╭─ Estratto della fonte
Pubblichiamo la trascrizione della prima parte della relazione che ha introdotto la discussione “Fascismo, cos’è e come combatterlo” nell’ambito del seminario nazionale di Sinistra Classe Rivoluzione (Bologna, 11-12 dicembre 2021). Il video integrale della discussione è disponibile sul canale youtube di Sinistra Classe Rivoluzione.

Fascismo, una definizione scientifica

Per poter dare una definizione scientifica e rigorosa di fascismo ci vengono in aiuto alcune citazioni dagli scritti di Trotskij degli anni ‘30:

Il movimento fascista in Italia fu un movimento spontaneo di larghe masse (…).è un movimento plebeo in origine, diretto e finanziato da forti poteri capitalisti. è emerso dalla piccola borghesia, il sottoproletariato e persino in una certa misura da masse proletarie.” (Cos’è il fascismo, 15 novembre 1931).

“Il fascismo è uno strumento specifico di mobilitazione e organizzazione della piccola borghesia negli interessi del capitale finanziario (…). La mobilitazione politica della piccola borghesia contro il proletariato (…)è inconcepibile senza demagogia sociale che per la grande borghesia significa giocare col fuoco.”(Bonapartismo e fascismo, 15 luglio 1934).

In un regime fascista, almeno durante la sua prima fase, il capitale si appoggia alla piccola borghesia che distrugge le organizzazioni del proletariato. (…) Il fascismo ha come unico e fondamentale compito quello di radere al suolo tutte le istituzioni della democrazia proletaria.” (E ora? gennaio 1932).

In queste citazioni sono presenti gli aspetti fondamentali necessari a questa definizione. Innanzitutto il fatto che si tratta di uno strumento peculiare di lotta da parte della classe dominante, rispetto alla quale ha però una indipendenza relativa (non a caso Trotskij usa l’espressione “giocare col fuoco”). Altro elemento è che questa mobilitazione di massa serve a distruggere ogni forma di organizzazione indipendente della classe lavoratrice (partiti, sindacati, circoli ricreativi, ecc.). Il terzo punto è il carattere di massa: Trotskij parla infatti di “modo plebeo” di lotta della borghesia contro il proletariato, riprendendo un’espressione con la quale Marx indicava la lotta della borghesia nella sua fase di ascesa contro il feudalesimo, quando fu costretta ad appoggiarsi alle masse giacobine durante la rivoluzione francese.
╰─
● Compiti:
(A) Secondo il brano sul fascismo, in quale città e in quali date si è tenuto il seminario nazionale di Sinistra Classe Rivoluzione?
(B) Ripeta senza alcuna modifica la parte del brano sul fascismo che comincia con "In un regime" e prosegue fino a "ora? gennaio 1932).".
╭─ Dati forniti
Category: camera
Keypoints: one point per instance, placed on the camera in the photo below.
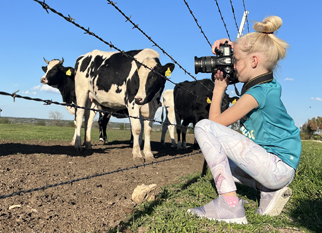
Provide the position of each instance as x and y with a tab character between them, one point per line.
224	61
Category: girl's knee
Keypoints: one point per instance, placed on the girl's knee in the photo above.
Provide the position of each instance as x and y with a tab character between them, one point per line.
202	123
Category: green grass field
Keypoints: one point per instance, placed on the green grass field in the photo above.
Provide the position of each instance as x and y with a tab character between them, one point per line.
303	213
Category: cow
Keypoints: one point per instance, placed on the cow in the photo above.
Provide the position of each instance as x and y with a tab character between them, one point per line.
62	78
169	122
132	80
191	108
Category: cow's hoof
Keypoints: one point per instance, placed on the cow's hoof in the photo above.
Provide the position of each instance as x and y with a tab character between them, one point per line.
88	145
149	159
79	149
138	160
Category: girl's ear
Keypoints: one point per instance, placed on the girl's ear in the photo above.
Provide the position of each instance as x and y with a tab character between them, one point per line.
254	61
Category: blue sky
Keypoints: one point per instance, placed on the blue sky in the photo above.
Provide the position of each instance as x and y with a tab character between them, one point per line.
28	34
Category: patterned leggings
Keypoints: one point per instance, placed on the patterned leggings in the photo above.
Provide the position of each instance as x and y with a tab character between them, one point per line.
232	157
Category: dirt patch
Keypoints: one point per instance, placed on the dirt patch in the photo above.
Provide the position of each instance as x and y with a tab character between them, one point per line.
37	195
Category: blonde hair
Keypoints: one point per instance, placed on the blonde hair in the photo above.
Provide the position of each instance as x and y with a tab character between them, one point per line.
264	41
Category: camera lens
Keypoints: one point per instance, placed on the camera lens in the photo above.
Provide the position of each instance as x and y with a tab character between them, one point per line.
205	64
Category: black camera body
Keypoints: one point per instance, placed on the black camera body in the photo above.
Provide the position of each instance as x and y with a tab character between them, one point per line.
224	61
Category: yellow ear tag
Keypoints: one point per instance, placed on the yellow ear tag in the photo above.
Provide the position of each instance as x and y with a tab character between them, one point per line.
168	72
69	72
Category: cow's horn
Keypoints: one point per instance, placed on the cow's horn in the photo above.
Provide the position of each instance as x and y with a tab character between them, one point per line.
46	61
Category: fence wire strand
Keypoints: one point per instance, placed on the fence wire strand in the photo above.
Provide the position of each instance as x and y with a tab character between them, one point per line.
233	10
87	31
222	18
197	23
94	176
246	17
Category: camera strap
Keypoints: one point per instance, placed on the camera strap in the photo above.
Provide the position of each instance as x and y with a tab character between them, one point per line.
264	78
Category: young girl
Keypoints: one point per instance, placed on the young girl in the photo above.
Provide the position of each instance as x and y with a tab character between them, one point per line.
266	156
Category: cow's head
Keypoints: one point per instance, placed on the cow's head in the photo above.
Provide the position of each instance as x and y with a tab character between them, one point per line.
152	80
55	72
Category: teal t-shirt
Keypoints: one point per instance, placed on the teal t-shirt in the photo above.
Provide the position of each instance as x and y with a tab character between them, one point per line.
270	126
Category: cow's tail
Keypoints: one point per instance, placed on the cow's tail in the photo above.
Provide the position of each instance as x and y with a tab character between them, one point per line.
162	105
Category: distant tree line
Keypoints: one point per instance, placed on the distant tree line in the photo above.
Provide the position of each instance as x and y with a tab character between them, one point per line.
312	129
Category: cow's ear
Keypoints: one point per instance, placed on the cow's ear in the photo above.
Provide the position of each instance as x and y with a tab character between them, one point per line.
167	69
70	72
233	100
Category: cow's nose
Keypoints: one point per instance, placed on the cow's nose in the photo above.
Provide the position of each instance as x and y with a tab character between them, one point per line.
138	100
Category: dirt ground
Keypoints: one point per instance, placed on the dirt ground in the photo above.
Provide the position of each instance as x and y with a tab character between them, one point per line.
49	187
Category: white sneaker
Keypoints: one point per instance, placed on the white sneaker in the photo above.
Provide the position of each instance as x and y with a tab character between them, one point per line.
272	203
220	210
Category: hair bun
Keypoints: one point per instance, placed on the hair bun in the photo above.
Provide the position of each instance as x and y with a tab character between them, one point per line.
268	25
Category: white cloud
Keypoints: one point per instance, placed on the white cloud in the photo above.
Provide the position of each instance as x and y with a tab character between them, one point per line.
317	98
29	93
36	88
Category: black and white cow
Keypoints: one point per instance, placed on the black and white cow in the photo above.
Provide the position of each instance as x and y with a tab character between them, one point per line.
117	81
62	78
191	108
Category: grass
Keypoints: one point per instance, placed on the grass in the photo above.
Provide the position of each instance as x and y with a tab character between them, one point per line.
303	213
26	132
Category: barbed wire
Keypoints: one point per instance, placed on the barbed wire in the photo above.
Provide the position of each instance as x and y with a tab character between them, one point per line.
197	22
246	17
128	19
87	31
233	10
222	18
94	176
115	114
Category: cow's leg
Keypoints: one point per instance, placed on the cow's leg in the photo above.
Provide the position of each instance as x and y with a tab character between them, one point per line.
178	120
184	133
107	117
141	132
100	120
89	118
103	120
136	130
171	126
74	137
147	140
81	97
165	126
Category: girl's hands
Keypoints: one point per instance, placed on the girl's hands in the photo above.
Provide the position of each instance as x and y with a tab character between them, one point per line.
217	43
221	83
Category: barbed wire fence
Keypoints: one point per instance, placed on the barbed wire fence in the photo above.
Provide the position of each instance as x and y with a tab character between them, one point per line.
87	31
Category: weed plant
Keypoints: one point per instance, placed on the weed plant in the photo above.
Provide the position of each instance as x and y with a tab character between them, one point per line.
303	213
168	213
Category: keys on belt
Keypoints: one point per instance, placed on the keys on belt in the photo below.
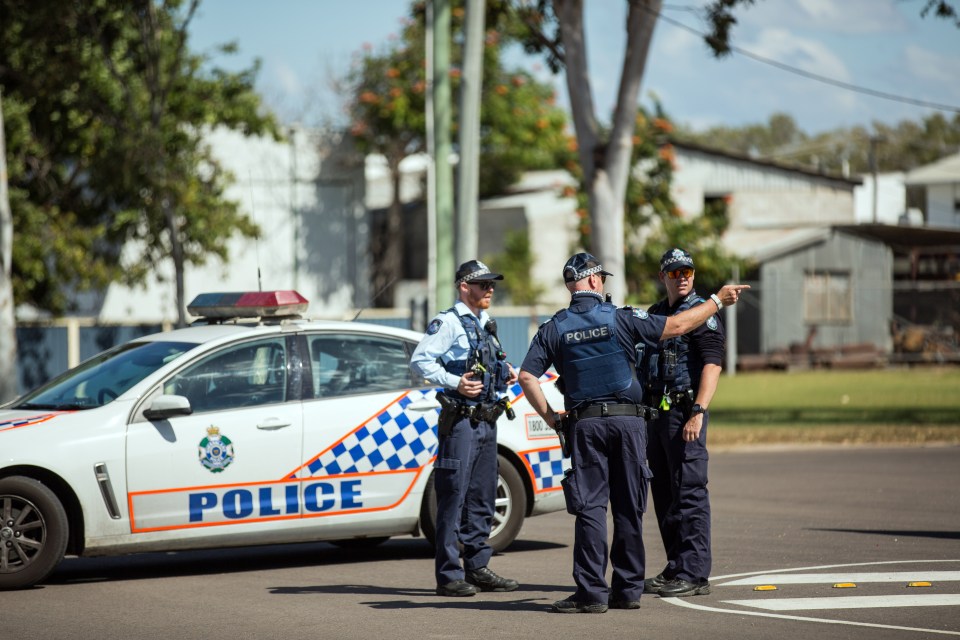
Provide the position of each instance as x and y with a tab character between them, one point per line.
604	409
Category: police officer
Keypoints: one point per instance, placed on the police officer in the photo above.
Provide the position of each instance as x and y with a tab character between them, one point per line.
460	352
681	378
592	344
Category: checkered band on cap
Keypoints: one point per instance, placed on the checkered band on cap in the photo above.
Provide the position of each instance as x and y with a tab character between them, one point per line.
╰─
● Insieme delle risposte:
(A) A Bologna, l'11 e il 12 dicembre 2021.

(B)
In un regime fascista, almeno durante la sua prima fase, il capitale si appoggia alla piccola borghesia che distrugge le organizzazioni del proletariato. (…) Il fascismo ha come unico e fondamentale compito quello di radere al suolo tutte le istituzioni della democrazia proletaria.” (E ora? gennaio 1932).